[GIVEN REQUEST 1] Retype the Vermont homecheck thread word for word, everything from "Oh my gosh...that" down to "(Jan 28, 2005)".

# PAGE EXCERPT start

# Homecheck needed in Vermont..



## Myamom (Oct 10, 2005)

Do we have any forum members in Vermont? Or does anyone know of a good rescue in Vermont I could contact to get a homecheck done? 
Thanks!!


----------



## Kaitadog (Jun 20, 2006)

I'll ask around with some GSRNE members. Maybe there is someone up there, or at least I can get a recommendation on a rescue.


----------



## Myamom (Oct 10, 2005)

THANK YOU!


----------



## Lisa40 (Jan 10, 2006)

Where in Vermont is the home check needed?

Lisa


----------



## Myamom (Oct 10, 2005)

I sent you a pm...thanks!


----------



## Lisa40 (Jan 10, 2006)

Myamom,

your pm is full. The home is located about 50 miles north of me. This summer I had to make that drive a couple of times to bring my son to basketball camp. I am an approved GSD foster home if that matters. I would be happy to help if you need me. 

Lisa


----------



## Myamom (Oct 10, 2005)

Oh my gosh...that is so excellent...thank you so much!!!!!! 
As this is an adoption from a very high kill shelter...the dog is on the kill list...this will probably need to happen soon. I will keep you posted as to the status of this adoption. 

Again...THANK YOU!


----------



## Qyn (Jan 28, 2005)

Doesn't GDSDAD live in Vermont? Maybe he can also give you some other contacts as well - never hurts to have as many as you can get.


----------



## 3dogcrew (Apr 23, 2006)

I also live in Vermont, so if there is anything I can do.


----------

# PAGE EXCERPT end
# EXERCISE DATA start

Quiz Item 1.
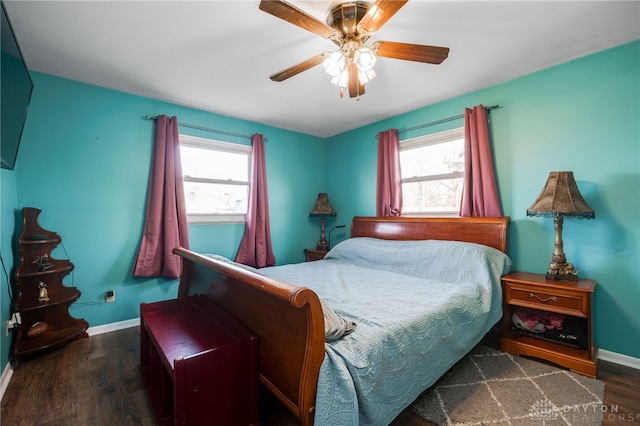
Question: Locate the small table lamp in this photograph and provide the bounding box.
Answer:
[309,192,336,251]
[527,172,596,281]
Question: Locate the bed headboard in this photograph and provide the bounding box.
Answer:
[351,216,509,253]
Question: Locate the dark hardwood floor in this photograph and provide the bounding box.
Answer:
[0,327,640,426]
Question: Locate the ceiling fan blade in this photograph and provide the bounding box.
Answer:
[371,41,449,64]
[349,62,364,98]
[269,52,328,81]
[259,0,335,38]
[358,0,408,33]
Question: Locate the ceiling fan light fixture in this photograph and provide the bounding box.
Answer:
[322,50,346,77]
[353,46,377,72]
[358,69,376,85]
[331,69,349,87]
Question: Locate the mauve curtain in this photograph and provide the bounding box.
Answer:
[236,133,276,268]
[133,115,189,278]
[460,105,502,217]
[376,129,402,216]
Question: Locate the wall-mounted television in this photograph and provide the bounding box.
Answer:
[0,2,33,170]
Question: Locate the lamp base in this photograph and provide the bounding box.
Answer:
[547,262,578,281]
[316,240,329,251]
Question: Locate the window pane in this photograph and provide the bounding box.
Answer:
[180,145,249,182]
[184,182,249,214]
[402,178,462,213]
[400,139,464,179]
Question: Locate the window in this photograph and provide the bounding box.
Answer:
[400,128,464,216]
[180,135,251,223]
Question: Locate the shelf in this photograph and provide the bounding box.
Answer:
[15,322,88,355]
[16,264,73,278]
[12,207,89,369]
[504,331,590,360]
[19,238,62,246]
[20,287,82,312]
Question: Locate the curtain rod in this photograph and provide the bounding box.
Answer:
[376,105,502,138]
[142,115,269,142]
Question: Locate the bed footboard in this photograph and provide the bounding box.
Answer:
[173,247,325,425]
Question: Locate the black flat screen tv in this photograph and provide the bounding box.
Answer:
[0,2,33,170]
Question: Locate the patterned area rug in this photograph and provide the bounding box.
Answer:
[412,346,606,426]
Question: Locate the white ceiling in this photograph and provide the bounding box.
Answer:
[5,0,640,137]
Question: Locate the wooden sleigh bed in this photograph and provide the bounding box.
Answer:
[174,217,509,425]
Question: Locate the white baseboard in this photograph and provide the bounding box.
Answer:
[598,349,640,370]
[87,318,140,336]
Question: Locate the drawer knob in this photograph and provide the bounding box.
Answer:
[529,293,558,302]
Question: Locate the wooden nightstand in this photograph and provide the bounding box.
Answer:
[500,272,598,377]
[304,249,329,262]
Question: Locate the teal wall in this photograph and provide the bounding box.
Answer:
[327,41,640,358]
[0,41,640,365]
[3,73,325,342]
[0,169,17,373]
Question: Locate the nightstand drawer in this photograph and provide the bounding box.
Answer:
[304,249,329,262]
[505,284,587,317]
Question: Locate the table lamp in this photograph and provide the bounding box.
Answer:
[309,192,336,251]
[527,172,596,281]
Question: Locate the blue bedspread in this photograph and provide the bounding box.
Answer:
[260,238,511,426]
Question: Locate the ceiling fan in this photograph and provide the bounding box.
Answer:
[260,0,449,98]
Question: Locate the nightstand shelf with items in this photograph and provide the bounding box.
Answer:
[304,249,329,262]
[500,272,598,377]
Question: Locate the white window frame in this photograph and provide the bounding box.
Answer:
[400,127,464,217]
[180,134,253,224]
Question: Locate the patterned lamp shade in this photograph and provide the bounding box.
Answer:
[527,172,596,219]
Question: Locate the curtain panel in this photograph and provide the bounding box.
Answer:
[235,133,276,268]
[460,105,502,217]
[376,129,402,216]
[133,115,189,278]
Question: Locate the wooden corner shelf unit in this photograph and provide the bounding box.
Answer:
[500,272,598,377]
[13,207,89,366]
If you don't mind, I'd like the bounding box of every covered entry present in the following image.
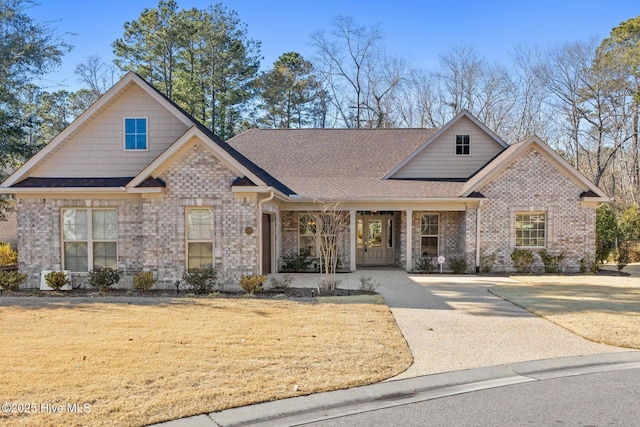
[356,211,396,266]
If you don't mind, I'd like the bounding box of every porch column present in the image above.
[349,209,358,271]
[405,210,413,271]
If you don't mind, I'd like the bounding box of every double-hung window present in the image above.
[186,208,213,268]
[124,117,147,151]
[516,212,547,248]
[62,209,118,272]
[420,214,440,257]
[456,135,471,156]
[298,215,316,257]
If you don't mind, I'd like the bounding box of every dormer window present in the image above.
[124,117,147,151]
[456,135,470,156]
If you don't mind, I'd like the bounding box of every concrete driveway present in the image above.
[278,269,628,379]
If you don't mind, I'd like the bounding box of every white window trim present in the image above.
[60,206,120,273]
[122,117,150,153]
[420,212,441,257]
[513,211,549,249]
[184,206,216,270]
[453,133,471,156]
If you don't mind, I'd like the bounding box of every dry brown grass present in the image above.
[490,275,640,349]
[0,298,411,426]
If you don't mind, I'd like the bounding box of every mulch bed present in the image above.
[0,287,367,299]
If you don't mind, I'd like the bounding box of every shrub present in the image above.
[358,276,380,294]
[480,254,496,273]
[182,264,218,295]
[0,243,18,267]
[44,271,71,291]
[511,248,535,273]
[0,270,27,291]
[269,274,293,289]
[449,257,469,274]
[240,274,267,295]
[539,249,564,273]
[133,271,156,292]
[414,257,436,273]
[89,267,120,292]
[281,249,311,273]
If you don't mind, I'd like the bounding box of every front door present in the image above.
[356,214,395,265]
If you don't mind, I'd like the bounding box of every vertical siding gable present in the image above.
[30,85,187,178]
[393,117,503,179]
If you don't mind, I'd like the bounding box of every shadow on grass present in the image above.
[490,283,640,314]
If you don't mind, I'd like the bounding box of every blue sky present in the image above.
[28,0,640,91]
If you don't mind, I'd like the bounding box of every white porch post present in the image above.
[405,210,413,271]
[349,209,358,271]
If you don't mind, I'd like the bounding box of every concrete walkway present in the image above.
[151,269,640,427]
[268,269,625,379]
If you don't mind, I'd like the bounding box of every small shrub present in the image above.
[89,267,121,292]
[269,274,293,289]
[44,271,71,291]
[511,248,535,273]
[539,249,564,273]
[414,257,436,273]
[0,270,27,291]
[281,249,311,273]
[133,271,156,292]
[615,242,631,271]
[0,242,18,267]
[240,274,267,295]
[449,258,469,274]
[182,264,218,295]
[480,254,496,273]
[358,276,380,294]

# EXERCISE DATA end

[GIVEN REQUEST 2] In the rows, reproduce everything from the line containing "driveway present in the image above." down to the line containing "[453,133,471,156]", changing "concrete driveway" to "asphalt driveway" and keeping everything else the same.

[FULL SOLUTION 1]
Oh my gosh...that is so excellent...thank you so much!!!!!! 
As this is an adoption from a very high kill shelter...the dog is on the kill list...this will probably need to happen soon. I will keep you posted as to the status of this adoption. 

Again...THANK YOU!


----------



## Qyn (Jan 28, 2005)

[FULL SOLUTION 2]
If you don't mind, I'd like the bounding box of every asphalt driveway present in the image above.
[278,269,628,379]
If you don't mind, I'd like the bounding box of every white window trim present in the image above.
[60,206,120,273]
[122,117,150,153]
[420,212,441,257]
[513,211,549,249]
[184,206,216,270]
[453,133,471,156]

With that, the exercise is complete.